• [PROBLEM REQUIREMENTS]:
In the output, include exactly the lines from the beginning of the records up to and including the one that contains "# response lists one point per instance, each like pixel 659", and leave out the pictures.

• [DATA SUPPLIED]:
━━━━━━
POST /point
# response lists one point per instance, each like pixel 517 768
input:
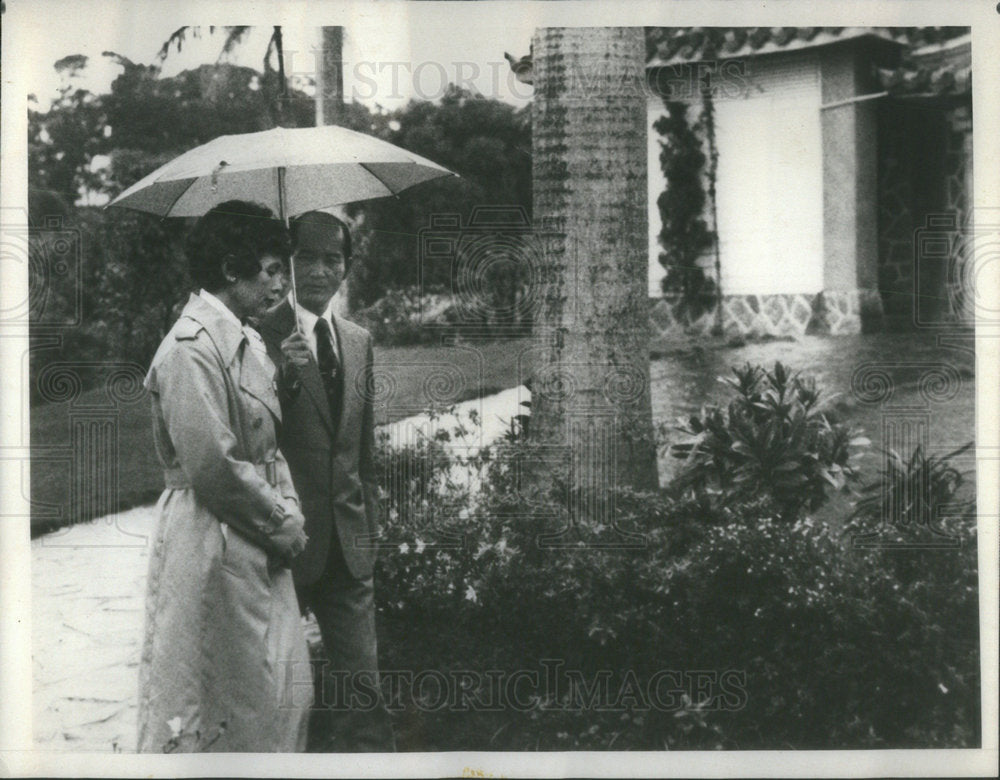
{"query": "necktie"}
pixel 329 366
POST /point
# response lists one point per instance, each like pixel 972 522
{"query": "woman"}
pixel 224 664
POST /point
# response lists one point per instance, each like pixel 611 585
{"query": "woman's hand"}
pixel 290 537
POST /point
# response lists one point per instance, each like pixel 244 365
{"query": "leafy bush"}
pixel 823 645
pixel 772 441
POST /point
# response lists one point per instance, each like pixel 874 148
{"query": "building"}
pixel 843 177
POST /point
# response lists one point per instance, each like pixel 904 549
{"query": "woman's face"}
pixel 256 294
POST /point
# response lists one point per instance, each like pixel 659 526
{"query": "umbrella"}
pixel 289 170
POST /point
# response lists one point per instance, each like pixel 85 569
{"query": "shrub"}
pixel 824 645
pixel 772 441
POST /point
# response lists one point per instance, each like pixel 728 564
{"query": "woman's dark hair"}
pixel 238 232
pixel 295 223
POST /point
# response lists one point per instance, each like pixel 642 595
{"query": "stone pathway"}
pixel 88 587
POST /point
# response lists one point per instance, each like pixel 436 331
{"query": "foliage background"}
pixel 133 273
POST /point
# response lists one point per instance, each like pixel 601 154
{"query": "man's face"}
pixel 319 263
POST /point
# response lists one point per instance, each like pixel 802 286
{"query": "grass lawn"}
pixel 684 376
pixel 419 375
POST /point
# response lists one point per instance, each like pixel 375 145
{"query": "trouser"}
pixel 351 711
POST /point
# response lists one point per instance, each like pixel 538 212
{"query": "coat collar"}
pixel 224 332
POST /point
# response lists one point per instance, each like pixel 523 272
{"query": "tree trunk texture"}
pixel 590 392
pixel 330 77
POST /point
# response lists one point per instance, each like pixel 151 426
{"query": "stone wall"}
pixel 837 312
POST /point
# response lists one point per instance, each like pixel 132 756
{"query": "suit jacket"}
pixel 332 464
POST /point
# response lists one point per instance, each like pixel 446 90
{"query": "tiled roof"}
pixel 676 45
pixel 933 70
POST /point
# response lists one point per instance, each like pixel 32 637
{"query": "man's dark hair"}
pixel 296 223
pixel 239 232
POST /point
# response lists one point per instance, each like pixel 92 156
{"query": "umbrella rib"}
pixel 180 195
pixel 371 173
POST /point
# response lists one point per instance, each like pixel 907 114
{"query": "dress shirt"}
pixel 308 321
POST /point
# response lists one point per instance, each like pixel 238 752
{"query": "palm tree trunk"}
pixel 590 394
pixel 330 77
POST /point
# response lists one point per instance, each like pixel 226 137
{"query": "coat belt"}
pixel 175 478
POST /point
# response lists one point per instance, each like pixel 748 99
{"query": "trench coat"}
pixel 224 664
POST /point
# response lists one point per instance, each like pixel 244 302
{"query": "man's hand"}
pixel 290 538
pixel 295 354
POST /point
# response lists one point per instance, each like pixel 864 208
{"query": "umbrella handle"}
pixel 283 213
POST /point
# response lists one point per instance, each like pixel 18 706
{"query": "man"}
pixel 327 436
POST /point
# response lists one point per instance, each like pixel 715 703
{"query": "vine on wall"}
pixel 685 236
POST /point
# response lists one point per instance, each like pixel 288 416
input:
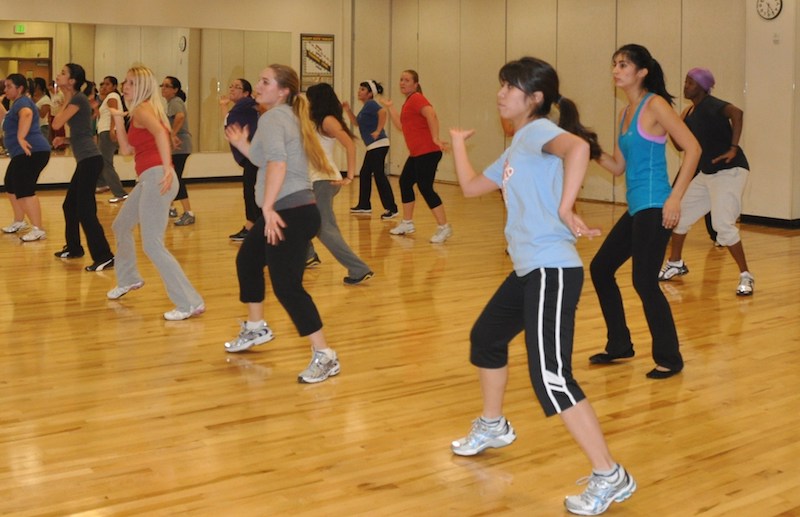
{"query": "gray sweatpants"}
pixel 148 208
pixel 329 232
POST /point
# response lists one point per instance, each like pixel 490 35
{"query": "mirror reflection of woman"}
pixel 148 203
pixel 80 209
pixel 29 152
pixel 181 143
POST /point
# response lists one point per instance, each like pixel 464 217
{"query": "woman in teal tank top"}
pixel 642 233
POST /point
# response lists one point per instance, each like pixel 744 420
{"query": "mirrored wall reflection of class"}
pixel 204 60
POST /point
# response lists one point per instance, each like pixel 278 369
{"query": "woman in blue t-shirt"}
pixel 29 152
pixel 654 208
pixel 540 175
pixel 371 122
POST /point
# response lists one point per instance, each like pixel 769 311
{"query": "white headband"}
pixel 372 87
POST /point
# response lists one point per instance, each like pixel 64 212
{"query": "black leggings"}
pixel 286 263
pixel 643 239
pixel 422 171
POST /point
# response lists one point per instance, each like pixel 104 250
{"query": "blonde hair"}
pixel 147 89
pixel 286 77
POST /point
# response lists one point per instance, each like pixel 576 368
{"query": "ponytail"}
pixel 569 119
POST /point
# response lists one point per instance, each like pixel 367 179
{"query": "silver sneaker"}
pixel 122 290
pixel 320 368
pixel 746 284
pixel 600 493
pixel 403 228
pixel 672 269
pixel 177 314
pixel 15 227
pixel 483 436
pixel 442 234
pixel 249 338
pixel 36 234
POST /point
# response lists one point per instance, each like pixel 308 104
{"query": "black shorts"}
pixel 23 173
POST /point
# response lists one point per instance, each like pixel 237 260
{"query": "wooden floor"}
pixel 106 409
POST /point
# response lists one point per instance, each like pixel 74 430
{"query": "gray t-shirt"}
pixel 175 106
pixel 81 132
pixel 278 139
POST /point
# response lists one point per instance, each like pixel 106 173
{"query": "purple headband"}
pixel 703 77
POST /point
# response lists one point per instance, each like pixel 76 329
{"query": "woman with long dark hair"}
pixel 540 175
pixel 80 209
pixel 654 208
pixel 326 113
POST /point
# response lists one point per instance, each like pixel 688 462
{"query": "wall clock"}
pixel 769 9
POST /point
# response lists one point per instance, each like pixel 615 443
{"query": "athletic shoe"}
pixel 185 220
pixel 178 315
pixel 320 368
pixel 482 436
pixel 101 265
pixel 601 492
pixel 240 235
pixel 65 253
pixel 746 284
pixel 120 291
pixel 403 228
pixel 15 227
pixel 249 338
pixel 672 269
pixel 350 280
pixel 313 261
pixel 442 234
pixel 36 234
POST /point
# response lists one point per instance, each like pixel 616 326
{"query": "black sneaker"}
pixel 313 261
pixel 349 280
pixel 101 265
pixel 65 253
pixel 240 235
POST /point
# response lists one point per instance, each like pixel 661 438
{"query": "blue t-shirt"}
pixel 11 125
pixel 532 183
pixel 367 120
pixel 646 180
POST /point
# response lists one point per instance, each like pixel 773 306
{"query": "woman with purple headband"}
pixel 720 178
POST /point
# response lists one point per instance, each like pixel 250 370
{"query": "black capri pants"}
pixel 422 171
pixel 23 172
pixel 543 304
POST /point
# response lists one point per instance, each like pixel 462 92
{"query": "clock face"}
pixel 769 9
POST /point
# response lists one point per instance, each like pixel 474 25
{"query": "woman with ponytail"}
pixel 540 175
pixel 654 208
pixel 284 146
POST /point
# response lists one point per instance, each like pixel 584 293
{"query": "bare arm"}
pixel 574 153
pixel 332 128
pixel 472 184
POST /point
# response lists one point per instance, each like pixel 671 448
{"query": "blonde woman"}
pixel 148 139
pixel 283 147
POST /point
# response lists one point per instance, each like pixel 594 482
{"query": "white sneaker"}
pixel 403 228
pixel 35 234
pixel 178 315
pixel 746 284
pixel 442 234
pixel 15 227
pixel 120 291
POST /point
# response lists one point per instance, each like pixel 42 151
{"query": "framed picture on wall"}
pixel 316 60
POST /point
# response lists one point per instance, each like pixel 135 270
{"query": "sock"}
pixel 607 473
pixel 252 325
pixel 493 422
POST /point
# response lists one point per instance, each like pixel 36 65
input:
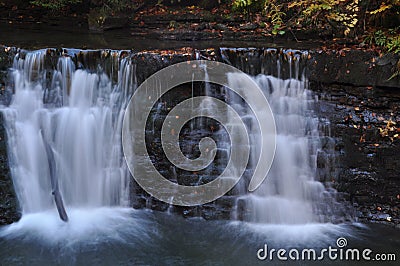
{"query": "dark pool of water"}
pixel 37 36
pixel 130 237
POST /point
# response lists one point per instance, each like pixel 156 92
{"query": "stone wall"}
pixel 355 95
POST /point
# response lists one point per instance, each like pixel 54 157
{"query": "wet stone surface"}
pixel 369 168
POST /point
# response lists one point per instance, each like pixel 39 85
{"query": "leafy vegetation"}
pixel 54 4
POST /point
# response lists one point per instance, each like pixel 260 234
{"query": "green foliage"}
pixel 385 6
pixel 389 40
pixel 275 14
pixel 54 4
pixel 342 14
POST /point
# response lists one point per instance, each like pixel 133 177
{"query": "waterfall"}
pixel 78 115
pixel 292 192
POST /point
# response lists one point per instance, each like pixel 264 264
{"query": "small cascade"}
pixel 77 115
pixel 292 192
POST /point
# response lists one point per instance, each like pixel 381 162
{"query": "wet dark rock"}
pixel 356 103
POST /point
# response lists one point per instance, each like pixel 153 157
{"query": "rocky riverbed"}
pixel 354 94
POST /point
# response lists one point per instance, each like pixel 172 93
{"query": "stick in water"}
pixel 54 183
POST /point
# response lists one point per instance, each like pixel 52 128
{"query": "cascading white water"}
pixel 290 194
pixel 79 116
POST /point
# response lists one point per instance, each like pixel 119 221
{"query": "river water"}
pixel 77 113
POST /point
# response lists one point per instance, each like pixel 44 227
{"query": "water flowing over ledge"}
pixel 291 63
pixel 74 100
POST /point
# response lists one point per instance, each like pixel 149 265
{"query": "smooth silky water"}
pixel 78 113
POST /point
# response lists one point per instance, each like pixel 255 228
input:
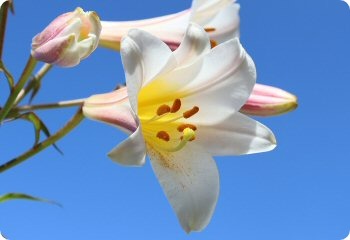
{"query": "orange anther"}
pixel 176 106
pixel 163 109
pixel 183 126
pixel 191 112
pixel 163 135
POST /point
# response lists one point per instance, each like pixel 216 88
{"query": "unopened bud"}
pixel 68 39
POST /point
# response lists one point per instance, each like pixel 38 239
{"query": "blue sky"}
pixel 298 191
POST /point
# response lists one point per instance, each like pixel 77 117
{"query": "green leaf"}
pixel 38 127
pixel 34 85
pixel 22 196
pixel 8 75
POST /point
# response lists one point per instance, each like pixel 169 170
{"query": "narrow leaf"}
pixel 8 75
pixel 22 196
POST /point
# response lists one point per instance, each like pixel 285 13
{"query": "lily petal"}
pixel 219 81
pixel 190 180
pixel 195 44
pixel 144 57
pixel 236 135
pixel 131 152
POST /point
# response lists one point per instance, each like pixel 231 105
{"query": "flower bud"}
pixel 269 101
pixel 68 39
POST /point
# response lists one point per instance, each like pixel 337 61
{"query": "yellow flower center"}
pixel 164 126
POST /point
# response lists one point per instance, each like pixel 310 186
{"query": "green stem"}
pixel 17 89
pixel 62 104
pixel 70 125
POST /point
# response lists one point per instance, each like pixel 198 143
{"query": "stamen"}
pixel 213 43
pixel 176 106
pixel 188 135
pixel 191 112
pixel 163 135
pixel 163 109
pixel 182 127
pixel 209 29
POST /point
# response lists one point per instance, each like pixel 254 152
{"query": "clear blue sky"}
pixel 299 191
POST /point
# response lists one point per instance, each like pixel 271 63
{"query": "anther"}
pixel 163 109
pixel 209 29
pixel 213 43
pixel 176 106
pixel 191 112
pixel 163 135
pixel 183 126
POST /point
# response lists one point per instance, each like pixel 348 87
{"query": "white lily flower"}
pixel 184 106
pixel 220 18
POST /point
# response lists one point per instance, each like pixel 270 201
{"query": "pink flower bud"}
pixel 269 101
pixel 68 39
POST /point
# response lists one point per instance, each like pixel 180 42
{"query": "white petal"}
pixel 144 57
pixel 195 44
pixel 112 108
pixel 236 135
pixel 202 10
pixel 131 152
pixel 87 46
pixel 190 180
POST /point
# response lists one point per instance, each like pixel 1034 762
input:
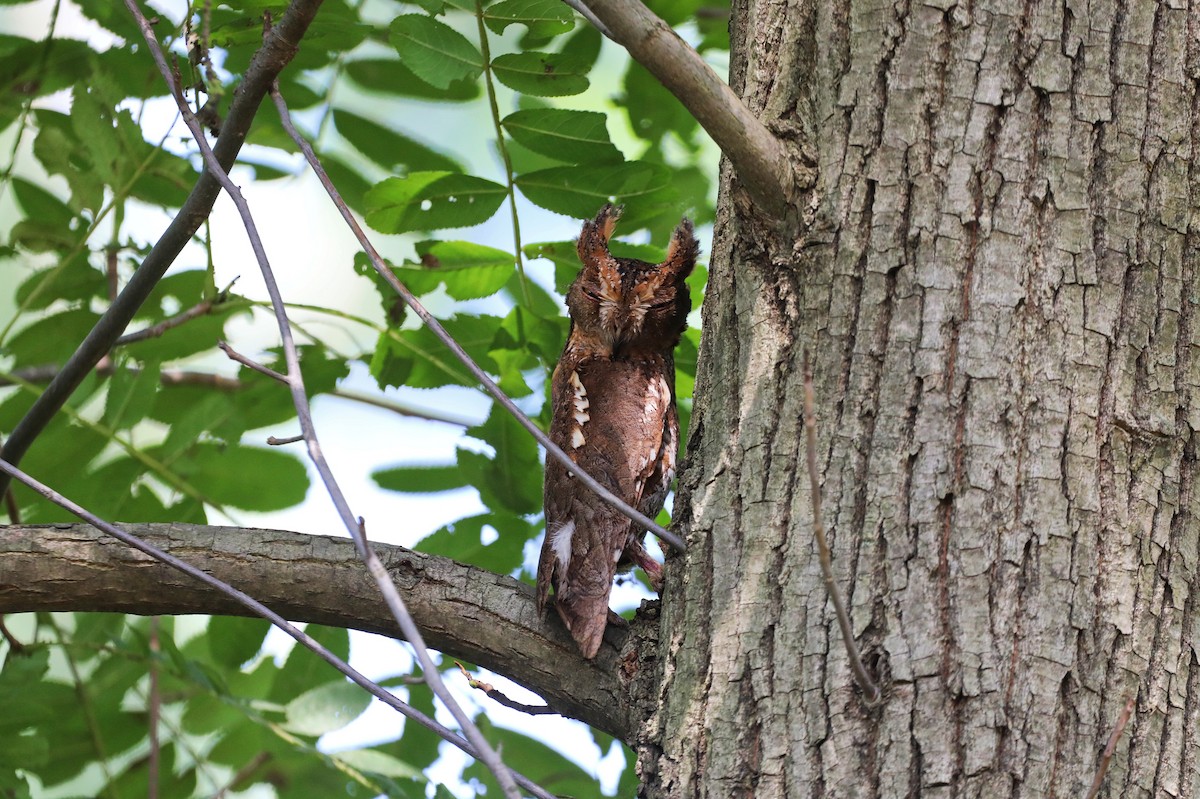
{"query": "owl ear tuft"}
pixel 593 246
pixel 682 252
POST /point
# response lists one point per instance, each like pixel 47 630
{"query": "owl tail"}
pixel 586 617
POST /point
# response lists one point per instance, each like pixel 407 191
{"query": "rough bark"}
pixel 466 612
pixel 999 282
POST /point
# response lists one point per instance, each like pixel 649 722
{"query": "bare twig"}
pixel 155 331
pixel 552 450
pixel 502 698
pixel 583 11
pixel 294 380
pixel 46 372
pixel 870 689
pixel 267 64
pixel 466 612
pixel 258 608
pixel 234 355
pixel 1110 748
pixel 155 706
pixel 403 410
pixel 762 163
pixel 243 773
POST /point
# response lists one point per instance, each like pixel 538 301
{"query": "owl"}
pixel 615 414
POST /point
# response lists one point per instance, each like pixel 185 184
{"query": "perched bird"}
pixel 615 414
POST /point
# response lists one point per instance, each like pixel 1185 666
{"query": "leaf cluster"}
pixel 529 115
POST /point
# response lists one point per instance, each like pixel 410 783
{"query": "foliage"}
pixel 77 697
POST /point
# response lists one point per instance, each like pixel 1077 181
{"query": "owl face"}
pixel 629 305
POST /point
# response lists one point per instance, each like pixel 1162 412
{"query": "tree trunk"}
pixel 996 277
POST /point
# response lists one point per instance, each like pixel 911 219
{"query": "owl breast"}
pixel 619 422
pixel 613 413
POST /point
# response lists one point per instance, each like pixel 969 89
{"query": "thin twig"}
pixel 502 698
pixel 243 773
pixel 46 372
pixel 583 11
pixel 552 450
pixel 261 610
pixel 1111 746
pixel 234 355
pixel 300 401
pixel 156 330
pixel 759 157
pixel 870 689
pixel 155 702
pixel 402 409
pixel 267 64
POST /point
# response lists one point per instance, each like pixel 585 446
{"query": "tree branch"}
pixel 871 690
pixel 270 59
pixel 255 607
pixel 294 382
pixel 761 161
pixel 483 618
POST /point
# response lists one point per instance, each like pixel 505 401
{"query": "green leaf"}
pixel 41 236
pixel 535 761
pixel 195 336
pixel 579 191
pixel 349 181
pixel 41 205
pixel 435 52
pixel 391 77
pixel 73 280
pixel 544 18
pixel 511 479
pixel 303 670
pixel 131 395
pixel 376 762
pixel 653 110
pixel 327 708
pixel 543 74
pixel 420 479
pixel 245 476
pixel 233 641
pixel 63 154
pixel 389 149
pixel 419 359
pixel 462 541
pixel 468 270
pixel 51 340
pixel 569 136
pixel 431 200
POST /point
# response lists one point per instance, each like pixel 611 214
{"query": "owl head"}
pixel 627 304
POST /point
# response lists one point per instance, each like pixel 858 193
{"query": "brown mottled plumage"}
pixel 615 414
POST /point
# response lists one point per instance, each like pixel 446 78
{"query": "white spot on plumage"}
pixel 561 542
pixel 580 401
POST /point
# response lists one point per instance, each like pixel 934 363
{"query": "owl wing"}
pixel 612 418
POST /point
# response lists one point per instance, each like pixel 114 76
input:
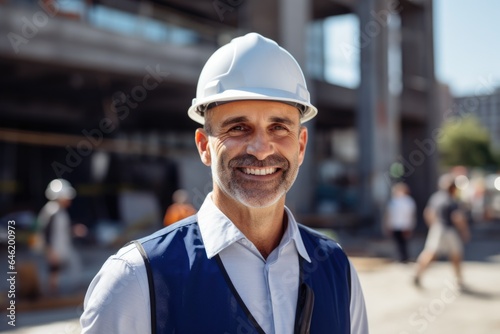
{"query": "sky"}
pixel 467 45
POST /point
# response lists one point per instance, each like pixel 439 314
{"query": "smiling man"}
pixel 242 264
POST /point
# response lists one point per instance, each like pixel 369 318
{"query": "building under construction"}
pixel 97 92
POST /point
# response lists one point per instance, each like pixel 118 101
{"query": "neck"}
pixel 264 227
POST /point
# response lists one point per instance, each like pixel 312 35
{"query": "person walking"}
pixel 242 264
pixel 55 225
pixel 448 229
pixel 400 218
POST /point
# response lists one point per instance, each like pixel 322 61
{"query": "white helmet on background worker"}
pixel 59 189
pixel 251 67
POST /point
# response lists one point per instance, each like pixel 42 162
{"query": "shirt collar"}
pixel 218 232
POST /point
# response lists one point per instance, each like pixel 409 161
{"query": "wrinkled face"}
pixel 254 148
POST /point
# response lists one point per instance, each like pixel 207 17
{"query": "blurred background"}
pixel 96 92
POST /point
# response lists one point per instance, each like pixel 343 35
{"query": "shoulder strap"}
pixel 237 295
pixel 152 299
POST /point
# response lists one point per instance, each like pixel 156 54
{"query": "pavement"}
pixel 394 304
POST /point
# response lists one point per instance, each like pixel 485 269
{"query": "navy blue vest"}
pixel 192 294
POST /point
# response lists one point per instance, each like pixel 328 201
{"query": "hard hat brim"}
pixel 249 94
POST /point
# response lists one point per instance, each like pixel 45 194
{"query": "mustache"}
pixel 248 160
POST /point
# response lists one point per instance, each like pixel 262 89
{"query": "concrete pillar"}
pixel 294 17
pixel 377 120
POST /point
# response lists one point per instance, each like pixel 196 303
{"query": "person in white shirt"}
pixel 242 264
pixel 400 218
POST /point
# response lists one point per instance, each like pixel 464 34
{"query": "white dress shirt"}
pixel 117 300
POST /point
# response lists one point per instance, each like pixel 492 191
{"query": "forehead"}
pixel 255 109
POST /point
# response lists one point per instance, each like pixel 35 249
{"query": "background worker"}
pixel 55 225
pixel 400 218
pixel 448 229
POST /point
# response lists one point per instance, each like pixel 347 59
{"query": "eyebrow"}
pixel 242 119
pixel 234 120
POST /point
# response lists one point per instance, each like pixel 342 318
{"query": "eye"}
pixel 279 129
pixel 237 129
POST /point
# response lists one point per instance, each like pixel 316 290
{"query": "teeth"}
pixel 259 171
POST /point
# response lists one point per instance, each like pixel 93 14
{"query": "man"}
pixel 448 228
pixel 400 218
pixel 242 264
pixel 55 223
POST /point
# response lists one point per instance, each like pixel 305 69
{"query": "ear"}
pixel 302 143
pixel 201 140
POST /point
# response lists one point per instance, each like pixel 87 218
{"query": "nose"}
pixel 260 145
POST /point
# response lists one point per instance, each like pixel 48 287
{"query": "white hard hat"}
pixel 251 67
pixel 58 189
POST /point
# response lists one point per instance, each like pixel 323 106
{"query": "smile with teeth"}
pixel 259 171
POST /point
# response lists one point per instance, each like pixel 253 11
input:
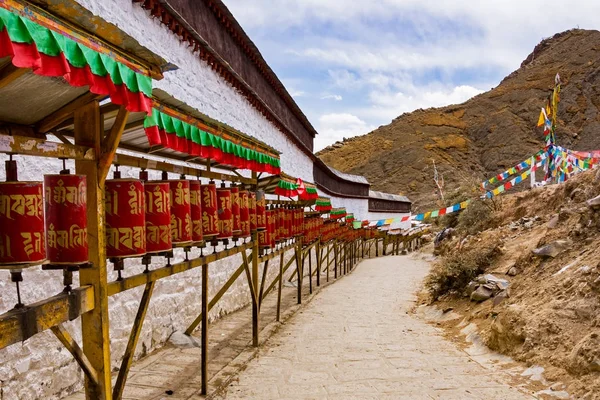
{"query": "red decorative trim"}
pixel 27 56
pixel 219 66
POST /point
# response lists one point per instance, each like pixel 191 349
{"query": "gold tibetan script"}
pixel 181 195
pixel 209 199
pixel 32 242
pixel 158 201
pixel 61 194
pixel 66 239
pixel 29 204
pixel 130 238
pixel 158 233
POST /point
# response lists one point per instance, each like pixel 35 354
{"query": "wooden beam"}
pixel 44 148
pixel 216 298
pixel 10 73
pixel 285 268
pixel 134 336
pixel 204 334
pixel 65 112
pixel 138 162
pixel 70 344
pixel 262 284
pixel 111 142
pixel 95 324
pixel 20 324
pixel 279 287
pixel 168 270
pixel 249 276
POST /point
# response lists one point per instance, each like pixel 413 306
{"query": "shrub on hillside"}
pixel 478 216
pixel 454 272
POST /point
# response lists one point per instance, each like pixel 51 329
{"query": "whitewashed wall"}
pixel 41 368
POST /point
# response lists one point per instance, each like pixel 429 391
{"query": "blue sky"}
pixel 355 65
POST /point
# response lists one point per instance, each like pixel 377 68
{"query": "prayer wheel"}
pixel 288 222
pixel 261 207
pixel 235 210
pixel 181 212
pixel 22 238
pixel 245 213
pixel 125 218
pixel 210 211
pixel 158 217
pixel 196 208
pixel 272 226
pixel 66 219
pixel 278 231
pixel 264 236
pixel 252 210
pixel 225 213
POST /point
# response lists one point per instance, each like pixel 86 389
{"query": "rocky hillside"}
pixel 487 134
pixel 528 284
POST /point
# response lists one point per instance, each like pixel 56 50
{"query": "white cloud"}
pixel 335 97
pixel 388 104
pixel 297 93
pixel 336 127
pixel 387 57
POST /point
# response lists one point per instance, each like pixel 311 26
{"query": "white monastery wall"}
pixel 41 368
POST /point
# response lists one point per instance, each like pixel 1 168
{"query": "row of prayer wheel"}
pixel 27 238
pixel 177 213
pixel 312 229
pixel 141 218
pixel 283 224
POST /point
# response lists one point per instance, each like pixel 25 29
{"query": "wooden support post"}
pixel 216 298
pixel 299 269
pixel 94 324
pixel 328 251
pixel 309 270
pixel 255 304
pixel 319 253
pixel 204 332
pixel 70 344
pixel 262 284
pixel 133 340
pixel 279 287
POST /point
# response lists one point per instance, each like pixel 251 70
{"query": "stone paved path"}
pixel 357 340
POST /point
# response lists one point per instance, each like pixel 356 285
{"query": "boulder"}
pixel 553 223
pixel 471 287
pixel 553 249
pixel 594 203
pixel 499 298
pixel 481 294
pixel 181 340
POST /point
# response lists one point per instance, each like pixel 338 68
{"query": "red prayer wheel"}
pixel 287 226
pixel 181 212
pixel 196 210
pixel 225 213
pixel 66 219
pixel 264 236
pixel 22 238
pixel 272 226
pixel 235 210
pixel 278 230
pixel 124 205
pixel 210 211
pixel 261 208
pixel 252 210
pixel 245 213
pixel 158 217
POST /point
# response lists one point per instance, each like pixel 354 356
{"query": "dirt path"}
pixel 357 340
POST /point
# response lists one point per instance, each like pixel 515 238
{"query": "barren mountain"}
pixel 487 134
━━━━━━
• [OUTPUT OF THE EXERCISE]:
POST /point
# response lists one point per instance, each like pixel 517 768
input:
{"query": "necktie"}
pixel 329 366
POST /point
# response lists one point per instance, each like pixel 972 522
{"query": "woman"}
pixel 224 664
POST /point
# response lists one point per instance, each like pixel 611 585
{"query": "woman's hand"}
pixel 290 537
POST /point
# response lists one point per instance, each like pixel 244 365
{"query": "leafy bush"}
pixel 823 645
pixel 772 441
POST /point
# response lists one point per instance, each like pixel 874 148
{"query": "building"}
pixel 843 177
POST /point
# response lists one point per instance, each like pixel 904 549
{"query": "woman's face"}
pixel 256 294
POST /point
# response lists one point per instance, each like pixel 659 526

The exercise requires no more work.